--- Begin ---

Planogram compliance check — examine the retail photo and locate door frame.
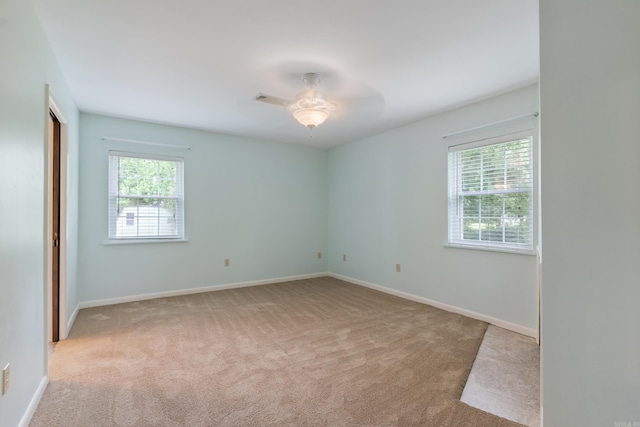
[45,85,68,343]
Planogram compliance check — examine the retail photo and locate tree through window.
[109,152,184,239]
[449,137,533,250]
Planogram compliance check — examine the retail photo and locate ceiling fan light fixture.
[288,73,336,129]
[293,108,329,129]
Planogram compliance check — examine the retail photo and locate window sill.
[102,237,189,246]
[444,243,536,256]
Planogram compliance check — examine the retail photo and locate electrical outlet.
[2,363,10,396]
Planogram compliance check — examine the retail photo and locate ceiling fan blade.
[253,93,291,107]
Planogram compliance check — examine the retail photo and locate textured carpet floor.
[30,278,517,427]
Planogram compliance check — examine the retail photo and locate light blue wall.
[0,0,78,427]
[329,85,538,329]
[540,0,640,426]
[79,114,327,301]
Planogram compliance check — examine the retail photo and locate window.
[109,151,184,239]
[449,135,533,251]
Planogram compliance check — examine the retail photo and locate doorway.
[48,109,62,342]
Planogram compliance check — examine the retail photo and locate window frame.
[445,129,539,255]
[105,150,186,244]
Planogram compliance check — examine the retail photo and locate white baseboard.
[79,272,329,310]
[328,273,538,338]
[18,376,49,427]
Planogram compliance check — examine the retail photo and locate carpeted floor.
[30,278,518,427]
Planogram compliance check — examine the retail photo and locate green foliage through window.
[109,153,183,239]
[449,137,533,249]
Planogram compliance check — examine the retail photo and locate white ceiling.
[34,0,539,147]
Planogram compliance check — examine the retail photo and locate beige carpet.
[30,278,517,427]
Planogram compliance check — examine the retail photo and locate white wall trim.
[60,304,80,340]
[329,273,538,338]
[18,376,49,427]
[79,272,329,310]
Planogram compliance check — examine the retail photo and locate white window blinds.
[449,135,533,250]
[109,151,184,239]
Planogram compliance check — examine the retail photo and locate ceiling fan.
[253,73,337,130]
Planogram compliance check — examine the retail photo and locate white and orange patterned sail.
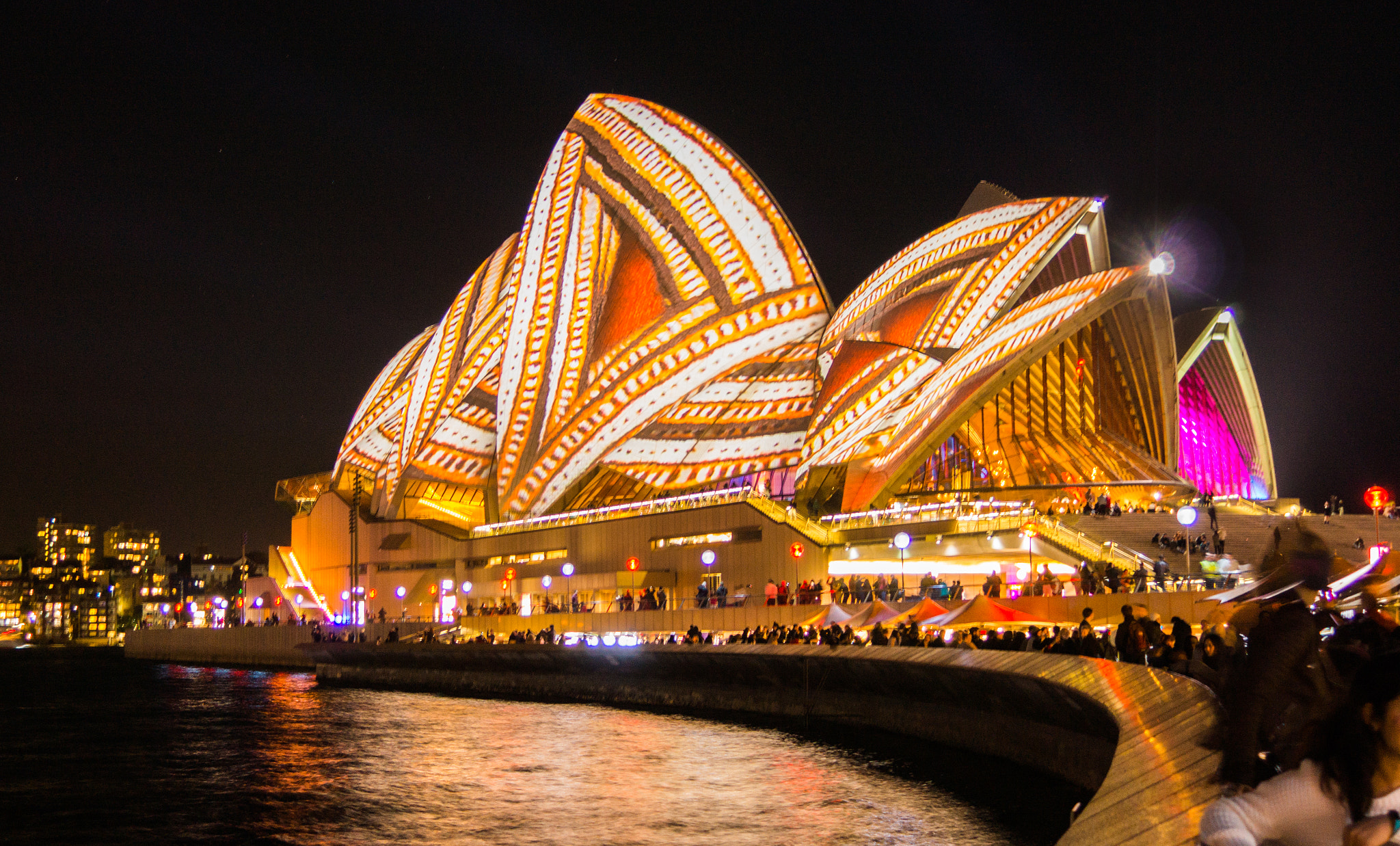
[496,95,829,517]
[798,267,1146,500]
[334,235,518,516]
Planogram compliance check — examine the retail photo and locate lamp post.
[895,532,908,592]
[1176,505,1200,587]
[1021,523,1045,595]
[788,541,822,605]
[628,556,641,635]
[1361,485,1390,546]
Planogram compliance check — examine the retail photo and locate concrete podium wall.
[124,622,431,670]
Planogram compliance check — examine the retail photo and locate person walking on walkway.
[1200,652,1400,846]
[1113,605,1148,664]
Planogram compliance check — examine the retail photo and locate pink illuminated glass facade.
[1179,367,1252,497]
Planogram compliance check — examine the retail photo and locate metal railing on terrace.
[472,486,835,545]
[1033,516,1153,573]
[820,500,1036,532]
[472,488,753,538]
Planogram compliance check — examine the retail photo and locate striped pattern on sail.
[820,198,1093,366]
[497,95,829,517]
[798,267,1140,473]
[336,235,518,504]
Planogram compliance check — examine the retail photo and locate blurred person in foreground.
[1200,652,1400,846]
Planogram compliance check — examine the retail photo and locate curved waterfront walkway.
[298,643,1218,846]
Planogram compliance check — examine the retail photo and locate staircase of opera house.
[1060,508,1400,570]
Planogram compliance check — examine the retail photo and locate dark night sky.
[0,3,1400,552]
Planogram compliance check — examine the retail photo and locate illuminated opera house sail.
[329,95,1276,531]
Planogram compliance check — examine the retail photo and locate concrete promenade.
[445,581,1220,635]
[124,622,430,670]
[301,643,1218,846]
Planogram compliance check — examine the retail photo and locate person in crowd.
[1200,652,1400,846]
[1079,560,1099,596]
[1113,605,1149,664]
[1172,616,1192,644]
[1077,620,1103,659]
[918,573,937,596]
[982,570,1002,600]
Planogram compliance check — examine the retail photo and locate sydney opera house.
[265,95,1276,627]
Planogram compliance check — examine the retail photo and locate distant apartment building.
[103,523,161,574]
[0,559,24,629]
[33,514,100,581]
[103,523,174,613]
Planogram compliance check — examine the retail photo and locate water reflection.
[0,663,1053,846]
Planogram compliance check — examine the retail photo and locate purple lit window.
[1177,367,1253,497]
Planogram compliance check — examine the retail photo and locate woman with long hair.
[1200,654,1400,846]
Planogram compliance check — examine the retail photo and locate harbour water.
[0,648,1075,846]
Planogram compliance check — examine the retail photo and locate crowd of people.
[1200,527,1400,846]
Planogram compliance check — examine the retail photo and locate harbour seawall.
[124,622,433,670]
[312,643,1218,846]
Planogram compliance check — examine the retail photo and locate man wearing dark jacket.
[1113,605,1148,664]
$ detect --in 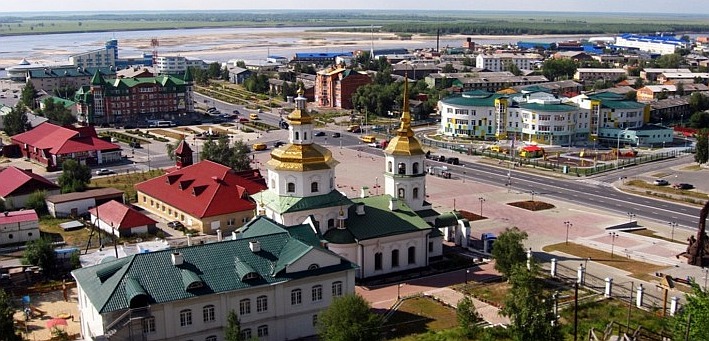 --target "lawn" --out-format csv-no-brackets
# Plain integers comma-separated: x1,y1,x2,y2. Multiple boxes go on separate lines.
542,243,668,277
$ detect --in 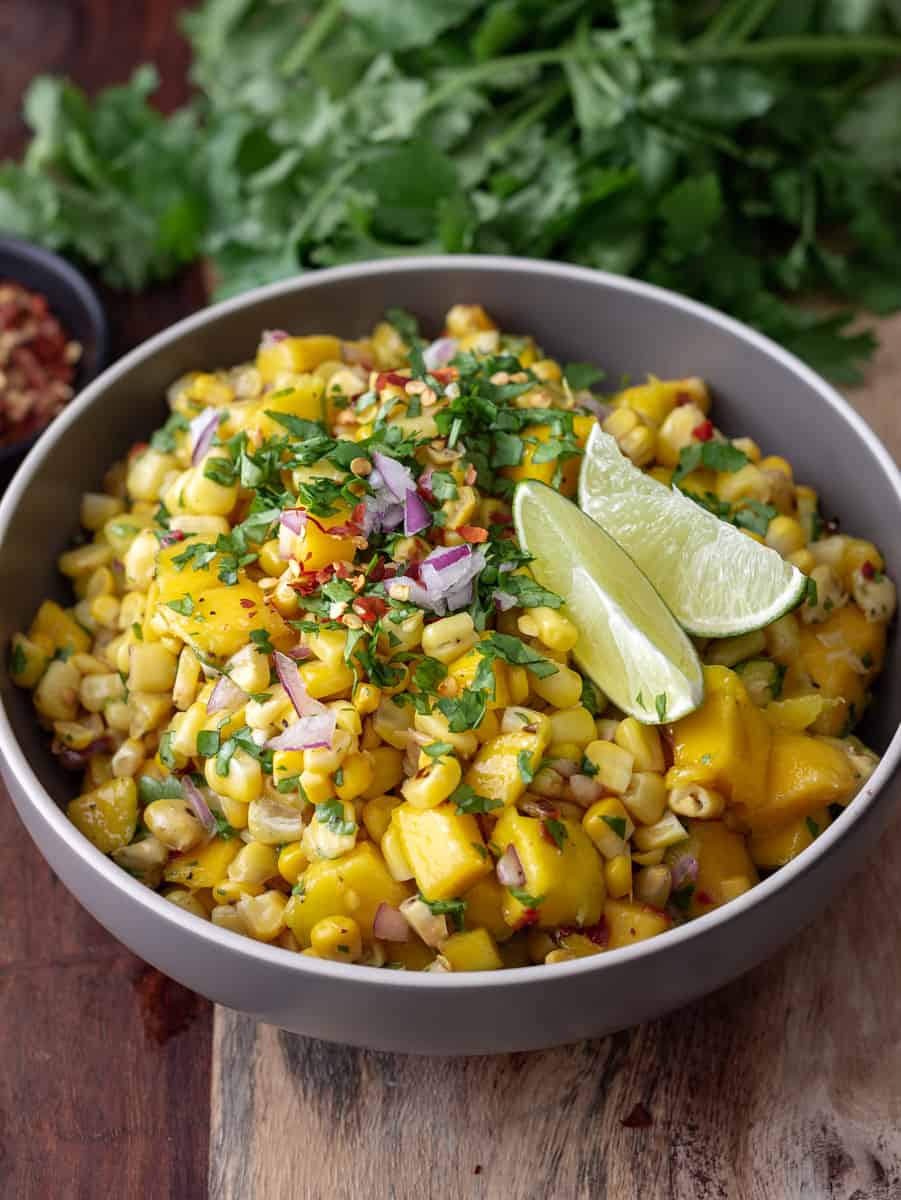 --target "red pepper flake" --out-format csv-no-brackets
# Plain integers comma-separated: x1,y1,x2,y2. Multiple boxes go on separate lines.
457,526,488,545
350,596,388,624
619,1102,654,1129
376,371,410,391
0,281,82,442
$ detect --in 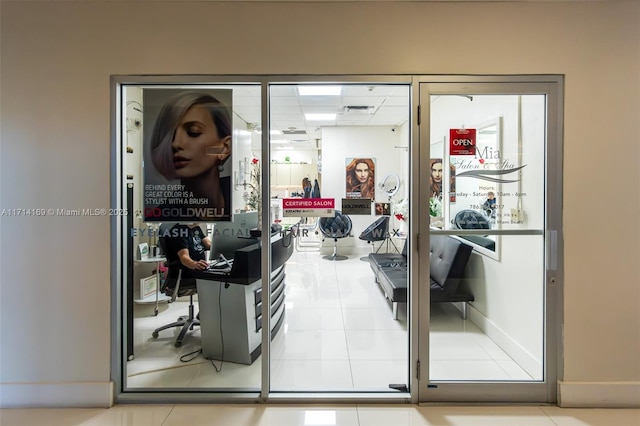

--- End ---

**What the task requires**
Edit the records from the line containing "textured carpet floor." down through the line containing "[105,150,186,244]", changing "light blue" to "pale blue" and leaving everything else unchanged. Give back only those lines.

**Solution to this problem**
Planogram compliance check — examine the retail photo and locate textured carpet floor.
[30,278,517,427]
Planogram compliance check — examine the retail photo and locate pale blue wall.
[0,0,78,427]
[329,85,538,329]
[540,0,640,426]
[79,114,327,301]
Planogram compliance check — examine the retail photo and locate window.
[109,151,184,239]
[449,135,533,251]
Planogram compliance check — examine the retail photo and locate doorway.
[48,109,62,342]
Planogram compliance check — examine the retail photo and locate window frame.
[445,129,539,255]
[105,150,186,244]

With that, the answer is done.